## Selected text
# Student visa?



## naughtystudent (Dec 5, 2013)

Hello im gonna be on a student visa and i have heard that you can only work 40 hours a month in total, What would happen if i worked over that ? 
How would they know? 

I know someone that has his wage slips changed so he looks like 40 hours a fortnight but at a higher wage but really does 35 hours a week .. and they havent been caught out


----------



## chilgerm (Nov 28, 2013)

hi, 
On student visa you are allowed to work 40 hours per fortnight (20hr/week). If they find out you are doing more than that you will be breaching the visa conditions and they could cancel your visa on those grounds. Lots of ways to find out, they audit companies on regular basis, they will have your tax assessments too, there are probably more ways i don't know.
You will always hear/know someone who's being able to dodge the system (cash in hands etc) but I would never ever recommend anyone to do that.


----------



## CollegeGirl (Nov 10, 2012)

You are definitely not going to get any recommendations to commit migration fraud on this forum. Don't work more than your visa permits.


----------



## PR.Soon (Jul 12, 2012)

Hahaha I love the question in combination with the username! 
Living up to the name


----------



## Valentine1981 (Sep 13, 2012)

they could find out if someone reports you. Yes there are people who have got away with it,however I can tell you I've already reported someone this year for doing exactly what you are suggesting. I've followed the rules for almost 4 years so I am more than happy to make a phone call to tell immigration where to find the people who don't. As CollegeGirl says,you will not find anyone on this forum who will support migration fraud/breaching the conditions of your visa.


----------



## Engaus (Nov 7, 2013)

Immigration are working closer than ever with the ATO to catch people working more hours than allowed.


----------



## naughtystudent (Dec 5, 2013)

Just asking because I know people who are on the student visa and have worked more than the set hours and haven't been caught and have even completed there course. 
So they have got away with it  
Even rang an immigration lawyer and they said trees no way they can find out unless someone Dobs you in or if immigration look into you !!?

## Provided material
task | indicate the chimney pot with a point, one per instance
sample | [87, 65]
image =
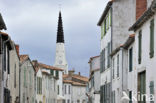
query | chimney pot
[17, 49]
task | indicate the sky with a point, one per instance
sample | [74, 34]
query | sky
[33, 25]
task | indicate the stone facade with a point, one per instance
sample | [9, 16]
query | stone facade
[94, 87]
[13, 80]
[27, 80]
[74, 88]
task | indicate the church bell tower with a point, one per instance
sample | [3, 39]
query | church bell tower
[60, 57]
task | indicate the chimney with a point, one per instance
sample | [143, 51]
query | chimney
[17, 49]
[141, 7]
[79, 73]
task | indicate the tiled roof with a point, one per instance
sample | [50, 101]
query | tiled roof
[128, 42]
[74, 83]
[85, 79]
[146, 16]
[44, 72]
[49, 67]
[108, 6]
[91, 58]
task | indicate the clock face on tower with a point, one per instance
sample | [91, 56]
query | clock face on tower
[60, 61]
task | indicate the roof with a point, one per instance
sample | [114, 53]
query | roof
[6, 37]
[38, 65]
[91, 58]
[105, 12]
[128, 42]
[23, 57]
[74, 83]
[49, 67]
[146, 16]
[85, 79]
[44, 72]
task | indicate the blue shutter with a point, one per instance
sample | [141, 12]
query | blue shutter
[152, 90]
[152, 38]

## Goal of the exercise
From the student visa thread above, return everything from "## Engaus (Nov" down to "into you !!?", copied word for word.

## Finished task
## Engaus (Nov 7, 2013)

Immigration are working closer than ever with the ATO to catch people working more hours than allowed.


----------



## naughtystudent (Dec 5, 2013)

Just asking because I know people who are on the student visa and have worked more than the set hours and haven't been caught and have even completed there course. 
So they have got away with it  
Even rang an immigration lawyer and they said trees no way they can find out unless someone Dobs you in or if immigration look into you !!?